## LISTED RECORDS:
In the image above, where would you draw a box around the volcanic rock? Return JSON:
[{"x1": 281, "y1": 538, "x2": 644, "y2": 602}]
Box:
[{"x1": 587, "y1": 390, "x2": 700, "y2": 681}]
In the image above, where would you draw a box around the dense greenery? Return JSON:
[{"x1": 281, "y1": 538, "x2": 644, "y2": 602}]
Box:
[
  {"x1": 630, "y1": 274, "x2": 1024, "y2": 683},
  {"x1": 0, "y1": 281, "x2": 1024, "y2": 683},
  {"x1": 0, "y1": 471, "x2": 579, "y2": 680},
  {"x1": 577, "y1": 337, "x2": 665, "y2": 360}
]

## SET TASK:
Reproduce each of the rows above verbatim, keeping every character, line break, and indentation unchanged.

## RESULT OF THE EXERCISE:
In the image above, where would you draw a box around the volcanic rock? Return JSON:
[{"x1": 281, "y1": 538, "x2": 644, "y2": 602}]
Box:
[{"x1": 587, "y1": 390, "x2": 700, "y2": 681}]
In the image above, where would you draw a box around the dense greenery? Return JSON:
[{"x1": 281, "y1": 538, "x2": 644, "y2": 602}]
Box:
[
  {"x1": 630, "y1": 274, "x2": 1024, "y2": 683},
  {"x1": 0, "y1": 281, "x2": 1024, "y2": 683},
  {"x1": 0, "y1": 471, "x2": 579, "y2": 680},
  {"x1": 577, "y1": 337, "x2": 665, "y2": 360}
]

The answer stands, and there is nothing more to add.